» **Text shown**:
━━━━━━━━━━
Skip to main content

Run frontier MoE models on consumer hardware. 35B in 1.5GB RAM.

Project description

Kandiga

Run 35B AI models in 1.5GB of RAM. Any Mac.

Kandiga is an open-source MoE inference engine that uses Selective Expert Materialization to run models that would normally require 20GB+ of memory in under 2GB on any Apple Silicon Mac.

How it works

Large MoE (Mixture of Experts) models like Qwen3.5-35B-A3B have 256 experts per layer, but only activate 8 per token. Kandiga exploits this sparsity:

  1. Shared layers (attention, norms, embeddings) load to GPU memory (~1.5GB)
  2. Expert MLP weights stay on disk in packed binary files (~17GB SSD)
  3. Per token: the router selects 8 experts, which are read from SSD via pread
  4. CPU computes expert MLP with NEON-vectorized 4-bit dequant + GCD parallelism
  5. GPU computes attention simultaneously via MLX (unified memory, zero copy)
━━━━━━━━━━
» **Provided data**:
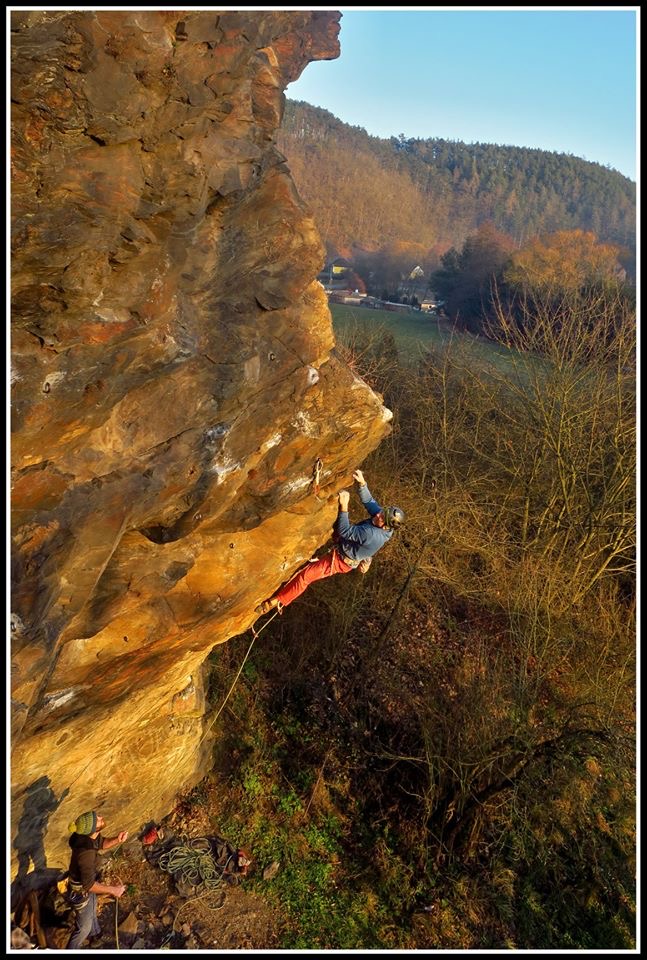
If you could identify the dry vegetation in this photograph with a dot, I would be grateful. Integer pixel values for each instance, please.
(442, 753)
━━━━━━━━━━
» **Required action 1**:
Do these statements agree with the Kandiga project description? Answer yes or no for each, quoting the words that decide it.
(a) The shared layers are loaded into GPU memory.
(b) Qwen3.5-35B-A3B activates 16 experts per token.
(c) Expert MLP weights are kept in GPU memory.
» **Required action 2**: Quote the Kandiga project description between "Skip to main" and "Apple Silicon Mac.", inclusive.
The data stands apart from the Kandiga project description.

» **Exercise output 1**:
(a) Yes: "Shared layers (attention, norms, embeddings) load to GPU memory (~1.5GB)"
(b) No: "only activate 8 per token"
(c) No: "Expert MLP weights stay on disk in packed binary files (~17GB SSD)"

» **Exercise output 2**:
Skip to main content

Run frontier MoE models on consumer hardware. 35B in 1.5GB RAM.

Project description

Kandiga

Run 35B AI models in 1.5GB of RAM. Any Mac.

Kandiga is an open-source MoE inference engine that uses Selective Expert Materialization to run models that would normally require 20GB+ of memory in under 2GB on any Apple Silicon Mac.